> [YOUR GOAL]: A single number is the answer: how many lines of the data hold "white"?

> [SUPPLIED DATA]:

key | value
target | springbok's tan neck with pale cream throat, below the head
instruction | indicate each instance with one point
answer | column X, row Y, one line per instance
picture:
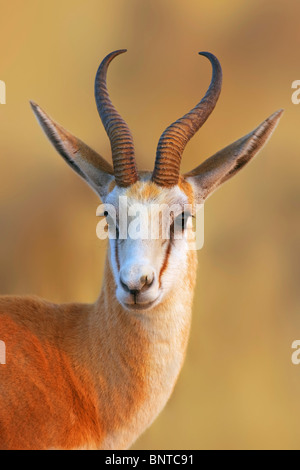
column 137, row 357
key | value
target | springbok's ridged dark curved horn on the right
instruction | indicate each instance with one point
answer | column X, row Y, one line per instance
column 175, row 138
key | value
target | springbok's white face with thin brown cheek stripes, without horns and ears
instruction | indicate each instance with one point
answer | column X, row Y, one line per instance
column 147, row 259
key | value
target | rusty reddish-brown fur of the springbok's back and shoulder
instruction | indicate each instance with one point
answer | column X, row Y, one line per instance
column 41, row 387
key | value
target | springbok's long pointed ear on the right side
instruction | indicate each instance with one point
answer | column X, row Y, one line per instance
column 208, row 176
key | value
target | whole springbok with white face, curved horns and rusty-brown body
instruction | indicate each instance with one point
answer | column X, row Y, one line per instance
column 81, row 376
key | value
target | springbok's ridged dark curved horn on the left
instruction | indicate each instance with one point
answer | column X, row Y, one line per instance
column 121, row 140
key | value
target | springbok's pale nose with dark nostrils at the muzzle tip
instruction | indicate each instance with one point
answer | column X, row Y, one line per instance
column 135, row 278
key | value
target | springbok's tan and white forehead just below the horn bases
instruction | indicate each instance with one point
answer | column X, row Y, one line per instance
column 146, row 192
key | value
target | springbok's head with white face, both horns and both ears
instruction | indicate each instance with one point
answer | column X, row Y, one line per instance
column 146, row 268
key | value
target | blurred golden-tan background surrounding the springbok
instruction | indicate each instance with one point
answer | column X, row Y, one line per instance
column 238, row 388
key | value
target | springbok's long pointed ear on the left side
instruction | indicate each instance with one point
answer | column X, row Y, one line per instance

> [EXERCISE RESPONSE]: 4